● REQUIRED TASKS
**1)** Could you transcribe the essay about chasing the sun, beginning at the words "This glory, this" and stopping after "my finite mind."?
**2)** Which lines of the records contain the string "seal"? Gather every one of them, treating uppercase and lowercase as different.

● EXCERPTED TEXT
* BEGIN *

Chasing the Sun

Paint the world
Calm the heart, the mind and spirit with a fall drive.

Chasing the sun along fields and forests, the round bales of hay dotting fields against the fiery leafed edges in shades of crimson, gold, mustard, orange, oxblood, chestnut, shades of red and orange of every description, against skies of gray clouds slowly shifting to skies of clear blue. Shafts of sunlight lit the occasional tree with heavenly light, like Moses’ burning bush. The gentle cacophony of bird song carried through the open skylight. Wonder and awe lifted my sorrow. Wrapped in glory, my eyes were lifted from earth to heaven.

This glory, this peaceful glory wrapped around my heart and lifted me in my grief, and hinted, no, insisted that there is more than this.  There is more than this earthly glory and it was almost visible for a time. The veil that separates us from the eternal other was thin. In those moments, grief, so real, so profound, was nonetheless overwhelmed by glory. Comfort in the bliss of colors that came from the hand of God himself, lit by heavenly glow, colors too vibrant, too many to grasp in my finite mind.

* END *

(Saved entries)
* BEGIN *

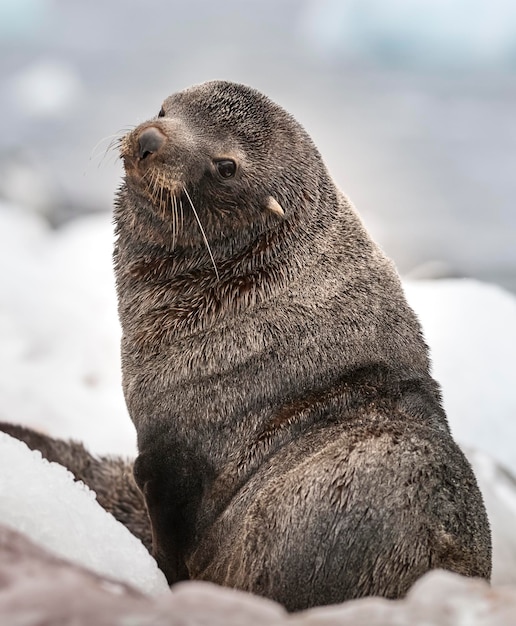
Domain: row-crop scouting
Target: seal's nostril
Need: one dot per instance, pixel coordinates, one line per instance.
(150, 141)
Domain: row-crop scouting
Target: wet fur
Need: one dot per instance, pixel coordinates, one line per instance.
(111, 478)
(291, 440)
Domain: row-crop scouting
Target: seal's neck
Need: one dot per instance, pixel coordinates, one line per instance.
(168, 293)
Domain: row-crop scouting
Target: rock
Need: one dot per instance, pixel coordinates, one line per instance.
(37, 589)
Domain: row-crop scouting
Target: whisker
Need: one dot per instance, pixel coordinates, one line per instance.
(116, 140)
(202, 232)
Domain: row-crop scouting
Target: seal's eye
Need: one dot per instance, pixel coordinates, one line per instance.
(226, 168)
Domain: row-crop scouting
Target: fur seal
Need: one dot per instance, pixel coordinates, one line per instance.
(292, 442)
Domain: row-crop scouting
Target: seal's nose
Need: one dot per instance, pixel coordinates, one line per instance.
(150, 141)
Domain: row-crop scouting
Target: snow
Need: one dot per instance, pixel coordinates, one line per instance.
(471, 330)
(60, 373)
(63, 516)
(59, 332)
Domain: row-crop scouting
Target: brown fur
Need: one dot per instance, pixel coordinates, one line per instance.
(291, 440)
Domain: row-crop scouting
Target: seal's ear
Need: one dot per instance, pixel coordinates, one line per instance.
(274, 206)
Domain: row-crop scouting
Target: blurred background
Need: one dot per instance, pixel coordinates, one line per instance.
(411, 102)
(413, 106)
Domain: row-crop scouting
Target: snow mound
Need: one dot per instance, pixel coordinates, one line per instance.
(59, 331)
(471, 330)
(42, 501)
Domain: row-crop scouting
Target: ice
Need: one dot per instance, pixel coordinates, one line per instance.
(471, 330)
(42, 500)
(59, 331)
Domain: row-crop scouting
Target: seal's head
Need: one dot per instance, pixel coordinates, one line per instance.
(219, 159)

* END *

● ANSWERS FOR THE TASKS
**1)**
This glory, this peaceful glory wrapped around my heart and lifted me in my grief, and hinted, no, insisted that there is more than this.  There is more than this earthly glory and it was almost visible for a time. The veil that separates us from the eternal other was thin. In those moments, grief, so real, so profound, was nonetheless overwhelmed by glory. Comfort in the bliss of colors that came from the hand of God himself, lit by heavenly glow, colors too vibrant, too many to grasp in my finite mind.

**2)**
Target: seal's nostril
Target: seal's neck
Target: seal's eye
Target: fur seal
Target: seal's nose
Target: seal's ear
Target: seal's head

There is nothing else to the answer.